» **WORK REQUIRED**: Collect every line of the entries below that contains the string "hood", and copy each one in full. Case counts.

» **RECORDED INFORMATION**:
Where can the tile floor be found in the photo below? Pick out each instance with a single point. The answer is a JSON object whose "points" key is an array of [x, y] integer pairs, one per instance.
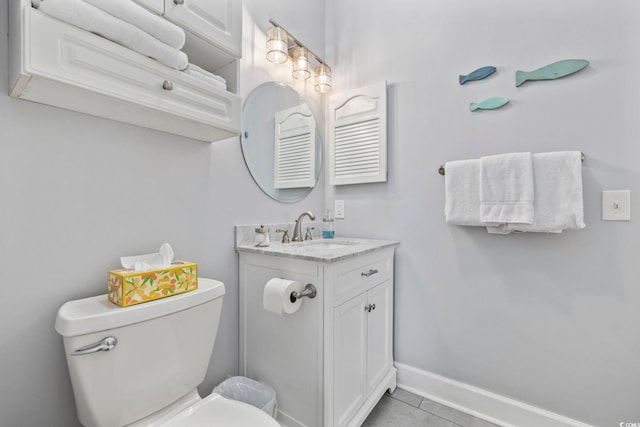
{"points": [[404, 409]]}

...

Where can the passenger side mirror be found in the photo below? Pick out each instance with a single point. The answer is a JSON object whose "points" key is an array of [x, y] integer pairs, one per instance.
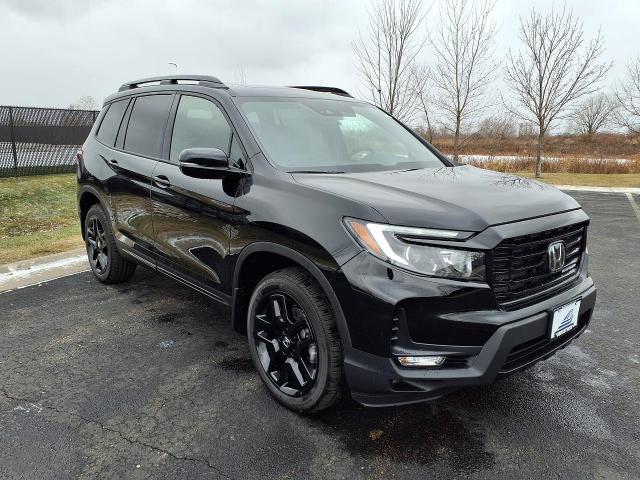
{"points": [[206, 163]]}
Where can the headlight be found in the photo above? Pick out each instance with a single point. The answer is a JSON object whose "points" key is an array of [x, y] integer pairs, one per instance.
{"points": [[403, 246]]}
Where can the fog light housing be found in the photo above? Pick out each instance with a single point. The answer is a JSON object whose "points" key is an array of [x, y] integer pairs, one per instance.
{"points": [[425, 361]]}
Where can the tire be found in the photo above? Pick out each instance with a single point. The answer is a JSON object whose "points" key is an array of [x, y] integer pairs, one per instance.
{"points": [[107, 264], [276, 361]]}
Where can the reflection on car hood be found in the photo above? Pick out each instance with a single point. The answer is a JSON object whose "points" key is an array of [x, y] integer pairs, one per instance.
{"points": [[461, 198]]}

» **EXERCISE RESULT**:
Where can the reflection on car hood be found in the photo above? Pick out each instance with a single point. The answer is a JSON object whose "points" key is an array of [x, y] integer pairs, one per instance.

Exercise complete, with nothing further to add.